Emsal Mahkeme Kararı Gaziantep Bölge Adliye Mahkemesi 11. Hukuk Dairesi 2022/396 E. 2022/712 K. 20.04.2022 T.

Görüntülediğiniz mahkeme kararı kesinleşmiş bir karardır.

T.C. GAZİANTEP BAM 11. HUKUK DAİRESİ
T.C.
GAZİANTEP
BÖLGE ADLİYE MAHKEMESİ
11. HUKUK DAİRESİ

DOSYA NO : 2022/396
KARAR NO : 2022/712

T Ü R K M İ L L E T İ A D I N A
İ S T İ N A F K A R A R I

BAŞKAN : … (…)
ÜYE : … (…)
ÜYE : … (…)
KATİP : … (…)

İNCELENEN KARARIN
MAHKEMESİ : GAZİANTEP 2. ASLİYE TİCARET MAHKEMESİ
TARİHİ : 24/11/2021
NUMARASI : 2019/349 Esas, 2021/911 Karar
DAVACI : … – …
VEKİLLERİ : Av. …
[….] UETS
Av. …
….
Av. …
[…
DAVALI : … – …

DAVANIN KONUSU : İtirazın İptali (Ticari Satımdan Kaynaklanan)

**Verilen görev A:**
Okunacak metne göre istinaf incelemesine konu olan kararı hangi mahkeme vermiştir?

**Veri kümesi:**
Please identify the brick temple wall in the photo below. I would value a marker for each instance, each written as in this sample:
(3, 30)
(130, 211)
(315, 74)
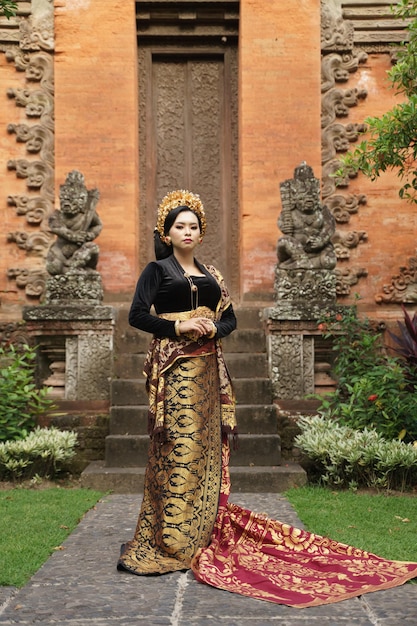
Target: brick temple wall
(96, 131)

**Verilen görev B:**
Yukarıdaki listenin satırlarını, boş satırları atlayarak numaralı bir listeye dönüştürün. Resimleri cevaba dahil etmeyin.

**Çıktı A:**
Gaziantep 2. Asliye Ticaret Mahkemesi.

**Çıktı B:**
1. Please identify the brick temple wall in the photo below. I would value a marker for each instance, each written as in this sample:
2. (3, 30)
3. (130, 211)
4. (315, 74)
5. Target: brick temple wall
6. (96, 131)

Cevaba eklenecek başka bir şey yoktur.